### YOUR OBJECTIVE
Can you return, character for character, the lines of the listing from the one containing "Query: blue sneaker" up to and including the final line of the listing?

(Collected data entries)
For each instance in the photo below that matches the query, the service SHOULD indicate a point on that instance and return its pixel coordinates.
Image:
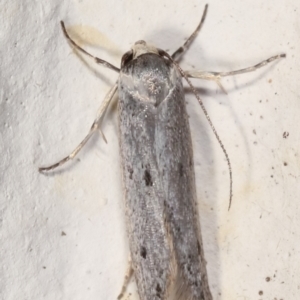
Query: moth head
(139, 48)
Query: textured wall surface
(62, 234)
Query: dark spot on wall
(130, 171)
(180, 169)
(147, 177)
(143, 252)
(199, 248)
(158, 290)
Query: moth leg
(94, 127)
(185, 46)
(96, 59)
(216, 76)
(127, 277)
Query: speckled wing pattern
(159, 181)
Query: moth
(163, 227)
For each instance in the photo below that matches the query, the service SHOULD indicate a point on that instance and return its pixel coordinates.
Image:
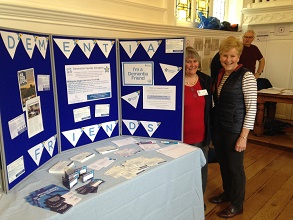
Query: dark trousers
(204, 170)
(231, 166)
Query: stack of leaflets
(82, 157)
(52, 197)
(61, 167)
(91, 187)
(107, 149)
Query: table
(263, 98)
(171, 190)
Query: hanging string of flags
(12, 39)
(37, 151)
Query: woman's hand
(241, 144)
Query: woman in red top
(197, 107)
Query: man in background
(251, 54)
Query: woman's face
(229, 60)
(191, 66)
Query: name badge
(202, 92)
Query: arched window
(187, 10)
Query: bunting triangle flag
(10, 40)
(36, 153)
(29, 43)
(50, 145)
(42, 45)
(169, 71)
(130, 47)
(132, 98)
(73, 135)
(150, 126)
(91, 131)
(105, 46)
(131, 125)
(66, 46)
(109, 127)
(151, 46)
(86, 46)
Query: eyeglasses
(248, 37)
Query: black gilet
(231, 105)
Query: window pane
(183, 8)
(219, 9)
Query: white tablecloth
(171, 190)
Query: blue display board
(28, 127)
(152, 87)
(87, 89)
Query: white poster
(34, 116)
(88, 82)
(137, 73)
(159, 97)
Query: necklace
(193, 82)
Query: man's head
(248, 37)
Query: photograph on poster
(81, 114)
(43, 82)
(34, 116)
(27, 85)
(138, 73)
(17, 126)
(88, 82)
(159, 97)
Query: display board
(28, 122)
(152, 87)
(87, 89)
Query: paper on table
(177, 150)
(125, 141)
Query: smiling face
(248, 37)
(191, 66)
(229, 60)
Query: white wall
(278, 52)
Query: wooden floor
(269, 184)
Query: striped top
(249, 88)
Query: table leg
(259, 120)
(271, 109)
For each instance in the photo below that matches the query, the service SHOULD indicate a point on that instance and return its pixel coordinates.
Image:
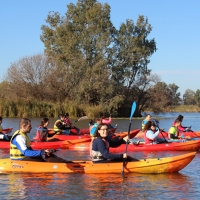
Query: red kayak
(193, 145)
(48, 145)
(83, 131)
(133, 133)
(165, 134)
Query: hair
(96, 133)
(66, 114)
(44, 120)
(148, 125)
(97, 119)
(24, 121)
(180, 118)
(91, 122)
(61, 115)
(177, 121)
(148, 115)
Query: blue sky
(176, 29)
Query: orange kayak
(48, 145)
(133, 133)
(193, 145)
(165, 134)
(149, 166)
(74, 131)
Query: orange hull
(150, 166)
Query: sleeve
(107, 121)
(151, 135)
(181, 128)
(20, 142)
(115, 142)
(101, 146)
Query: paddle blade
(133, 109)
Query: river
(182, 185)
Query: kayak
(7, 130)
(133, 133)
(47, 145)
(193, 145)
(149, 166)
(82, 131)
(165, 134)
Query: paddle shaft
(133, 108)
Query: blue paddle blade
(133, 109)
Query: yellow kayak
(150, 166)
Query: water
(182, 185)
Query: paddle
(157, 124)
(82, 118)
(132, 112)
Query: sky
(175, 23)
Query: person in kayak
(147, 119)
(108, 121)
(2, 135)
(60, 125)
(180, 127)
(69, 123)
(151, 134)
(20, 146)
(97, 121)
(42, 131)
(174, 130)
(99, 148)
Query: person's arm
(114, 142)
(20, 142)
(101, 147)
(151, 135)
(61, 126)
(107, 121)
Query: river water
(182, 185)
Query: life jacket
(143, 123)
(56, 129)
(38, 134)
(15, 153)
(1, 129)
(173, 130)
(146, 139)
(93, 129)
(96, 155)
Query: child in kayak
(147, 119)
(20, 146)
(99, 150)
(180, 127)
(3, 136)
(174, 130)
(42, 131)
(151, 134)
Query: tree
(133, 49)
(81, 42)
(197, 97)
(189, 97)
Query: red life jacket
(107, 145)
(146, 139)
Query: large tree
(81, 42)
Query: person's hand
(124, 155)
(48, 152)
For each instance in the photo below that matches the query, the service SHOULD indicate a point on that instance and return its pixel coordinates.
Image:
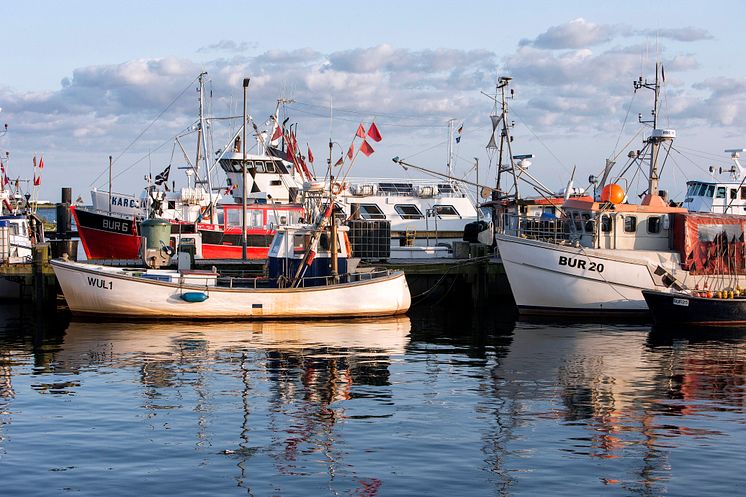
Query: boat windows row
(405, 211)
(583, 223)
(710, 191)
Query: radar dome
(612, 193)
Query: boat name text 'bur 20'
(580, 264)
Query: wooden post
(39, 283)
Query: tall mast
(658, 135)
(202, 148)
(501, 121)
(449, 165)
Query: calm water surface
(438, 403)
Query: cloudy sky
(84, 80)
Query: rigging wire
(144, 131)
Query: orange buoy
(612, 193)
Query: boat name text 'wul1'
(99, 283)
(580, 264)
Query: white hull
(546, 278)
(98, 290)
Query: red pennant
(373, 132)
(277, 134)
(366, 149)
(311, 257)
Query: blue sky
(82, 79)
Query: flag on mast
(360, 131)
(366, 148)
(373, 132)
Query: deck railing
(553, 230)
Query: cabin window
(408, 211)
(371, 211)
(606, 223)
(324, 244)
(254, 218)
(299, 243)
(654, 224)
(630, 224)
(576, 221)
(446, 211)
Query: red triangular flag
(366, 149)
(374, 133)
(277, 134)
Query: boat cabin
(715, 197)
(620, 226)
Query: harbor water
(442, 402)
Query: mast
(501, 120)
(658, 135)
(449, 164)
(243, 174)
(333, 227)
(202, 148)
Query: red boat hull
(106, 237)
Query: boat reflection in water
(288, 376)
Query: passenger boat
(598, 257)
(309, 275)
(673, 308)
(422, 214)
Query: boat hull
(677, 309)
(101, 291)
(550, 279)
(107, 236)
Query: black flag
(163, 177)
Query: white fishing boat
(718, 196)
(309, 276)
(602, 252)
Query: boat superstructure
(600, 254)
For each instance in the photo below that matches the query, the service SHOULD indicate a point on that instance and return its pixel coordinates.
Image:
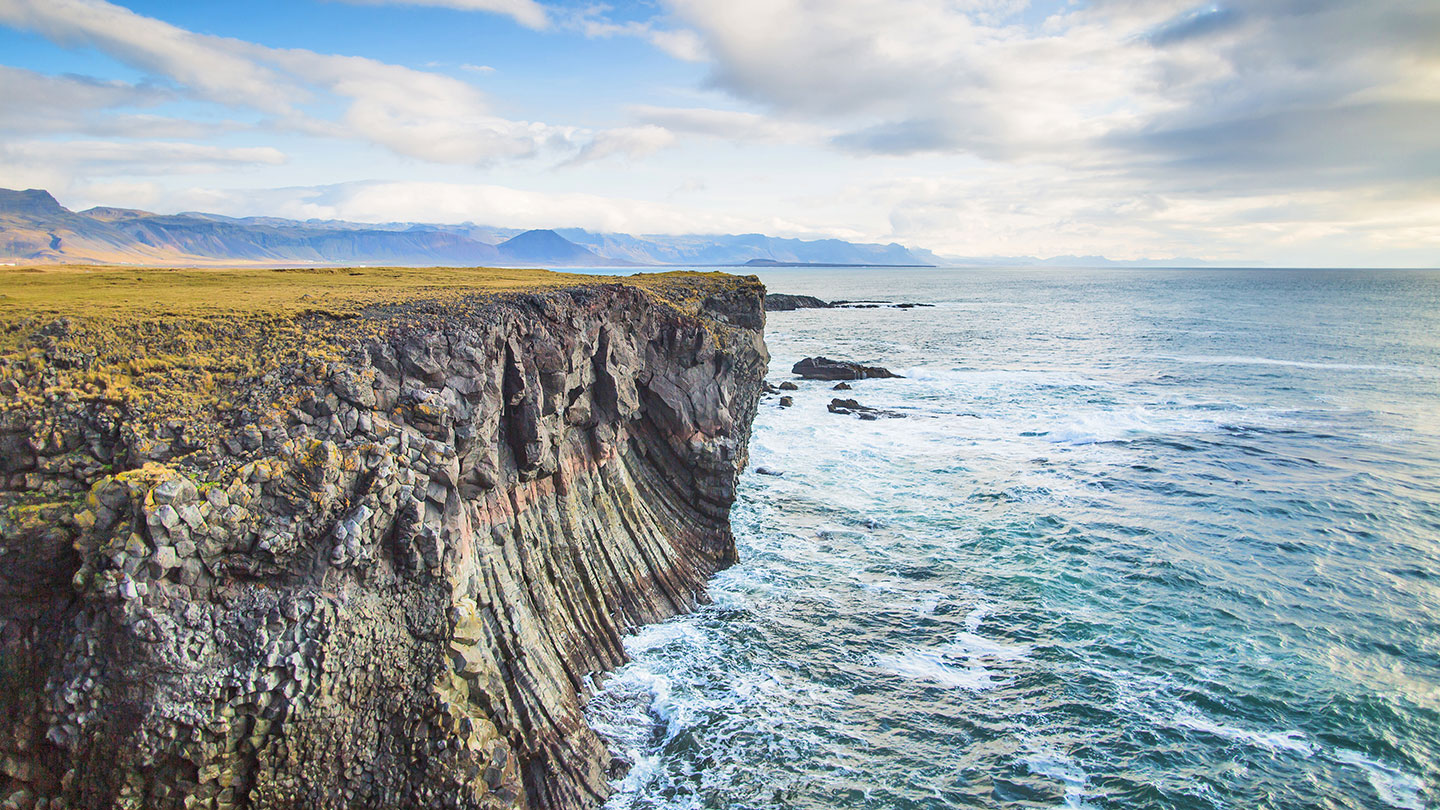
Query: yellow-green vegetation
(113, 291)
(182, 346)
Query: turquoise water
(1145, 539)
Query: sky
(1279, 131)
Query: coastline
(356, 538)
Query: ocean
(1144, 539)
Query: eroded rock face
(398, 593)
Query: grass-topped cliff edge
(349, 539)
(177, 356)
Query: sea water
(1142, 539)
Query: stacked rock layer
(393, 582)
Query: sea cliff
(349, 538)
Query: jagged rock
(389, 577)
(824, 368)
(863, 411)
(781, 301)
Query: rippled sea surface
(1144, 539)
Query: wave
(932, 665)
(1293, 741)
(1394, 787)
(1247, 361)
(1056, 766)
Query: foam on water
(1121, 554)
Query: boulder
(824, 368)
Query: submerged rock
(781, 303)
(824, 368)
(863, 411)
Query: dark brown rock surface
(386, 577)
(825, 368)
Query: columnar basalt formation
(385, 574)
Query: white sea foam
(1056, 766)
(932, 665)
(964, 663)
(1394, 787)
(1126, 424)
(1292, 741)
(654, 636)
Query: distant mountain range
(36, 228)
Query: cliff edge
(323, 539)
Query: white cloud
(730, 124)
(1108, 82)
(42, 104)
(524, 12)
(91, 159)
(494, 205)
(414, 113)
(627, 141)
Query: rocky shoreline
(380, 571)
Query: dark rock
(863, 411)
(824, 368)
(782, 303)
(336, 619)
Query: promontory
(349, 538)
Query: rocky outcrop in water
(850, 407)
(386, 575)
(824, 368)
(784, 303)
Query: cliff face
(385, 577)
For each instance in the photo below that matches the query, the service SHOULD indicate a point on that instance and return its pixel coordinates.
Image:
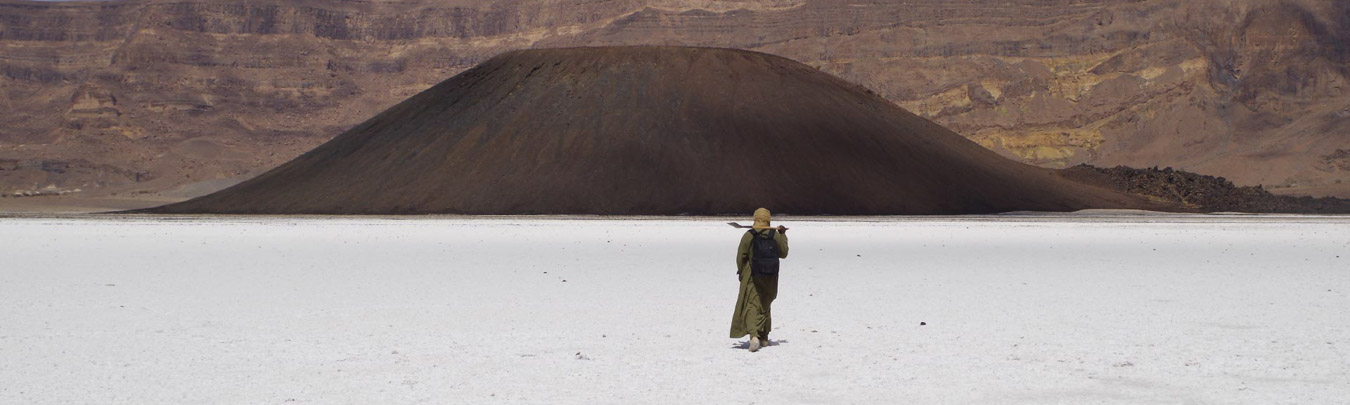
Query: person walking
(756, 267)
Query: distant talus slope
(650, 131)
(146, 96)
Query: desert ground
(1009, 309)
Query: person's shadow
(745, 344)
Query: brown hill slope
(143, 96)
(650, 131)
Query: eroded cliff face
(182, 97)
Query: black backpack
(763, 253)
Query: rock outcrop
(650, 131)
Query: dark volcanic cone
(650, 131)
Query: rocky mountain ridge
(161, 97)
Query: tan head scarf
(760, 219)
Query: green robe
(758, 292)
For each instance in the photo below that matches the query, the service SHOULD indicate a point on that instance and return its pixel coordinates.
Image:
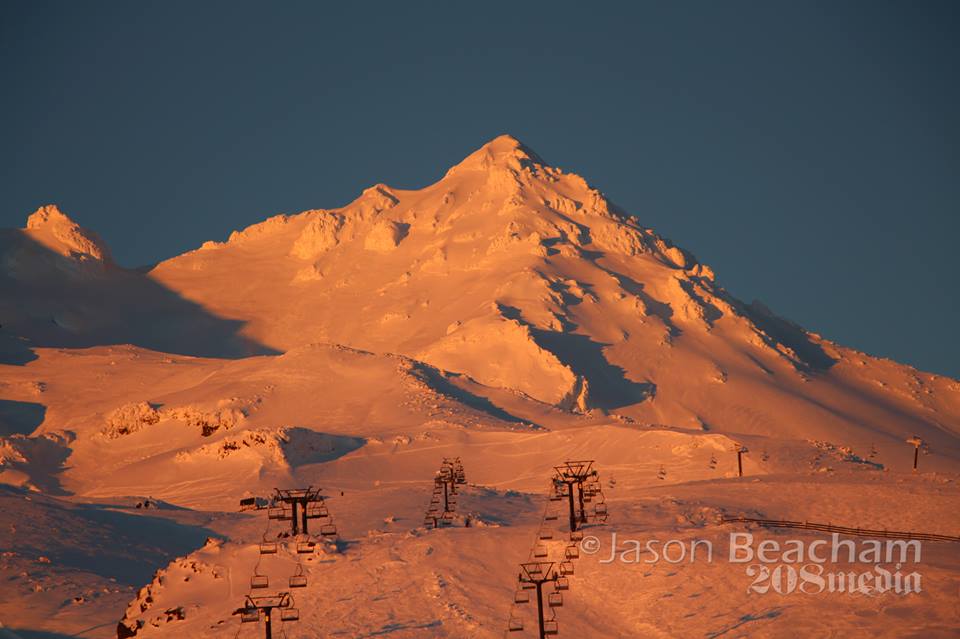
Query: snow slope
(508, 314)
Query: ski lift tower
(573, 474)
(256, 608)
(535, 575)
(304, 498)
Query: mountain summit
(525, 280)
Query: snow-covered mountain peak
(52, 228)
(504, 151)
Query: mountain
(509, 314)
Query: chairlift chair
(298, 581)
(317, 511)
(268, 548)
(305, 547)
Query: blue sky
(806, 151)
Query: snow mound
(56, 231)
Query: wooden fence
(844, 530)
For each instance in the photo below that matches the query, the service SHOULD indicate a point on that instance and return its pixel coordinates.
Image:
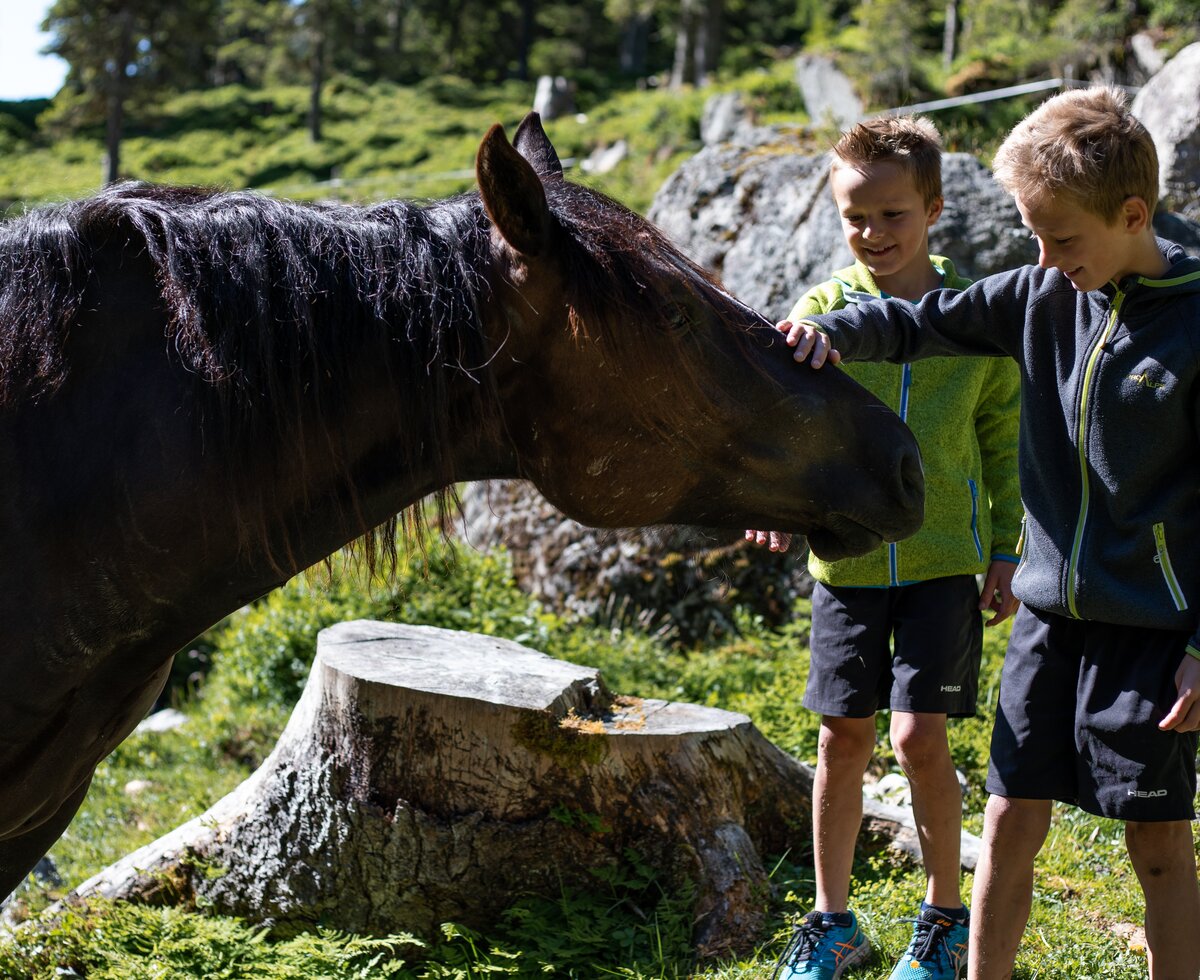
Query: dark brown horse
(202, 394)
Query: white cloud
(24, 72)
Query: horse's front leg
(19, 854)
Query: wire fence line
(1009, 91)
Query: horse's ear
(533, 144)
(513, 193)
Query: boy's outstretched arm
(811, 344)
(1185, 714)
(997, 591)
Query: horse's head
(636, 391)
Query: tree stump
(429, 776)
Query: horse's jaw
(847, 540)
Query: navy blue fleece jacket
(1110, 427)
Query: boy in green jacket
(901, 626)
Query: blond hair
(1085, 144)
(912, 142)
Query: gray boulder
(829, 95)
(1169, 106)
(765, 221)
(553, 97)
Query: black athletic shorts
(910, 648)
(1078, 719)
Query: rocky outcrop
(1169, 106)
(828, 94)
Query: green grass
(378, 142)
(628, 925)
(419, 142)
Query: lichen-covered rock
(681, 582)
(1169, 106)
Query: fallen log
(429, 776)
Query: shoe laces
(807, 941)
(927, 936)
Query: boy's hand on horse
(778, 541)
(811, 344)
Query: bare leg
(924, 753)
(844, 749)
(1013, 834)
(1163, 857)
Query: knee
(919, 741)
(847, 741)
(1017, 827)
(1159, 848)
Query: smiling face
(886, 223)
(1089, 250)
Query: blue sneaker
(937, 950)
(820, 951)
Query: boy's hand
(997, 591)
(778, 541)
(810, 343)
(1185, 714)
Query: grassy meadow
(384, 142)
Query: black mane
(262, 295)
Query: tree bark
(430, 776)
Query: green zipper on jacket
(1164, 561)
(1085, 390)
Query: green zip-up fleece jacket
(965, 415)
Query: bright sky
(24, 73)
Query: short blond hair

### TASK RESULT
Query: blue sneaker
(937, 950)
(820, 951)
Query: boy's hand
(997, 591)
(778, 541)
(810, 343)
(1185, 714)
Query: grassy meadow
(384, 142)
Query: black mane
(262, 295)
Query: tree bark
(430, 776)
Query: green zipper on jacket
(1164, 561)
(1085, 390)
Query: green zip-up fleece jacket
(965, 415)
Query: bright sky
(24, 73)
Query: short blond hair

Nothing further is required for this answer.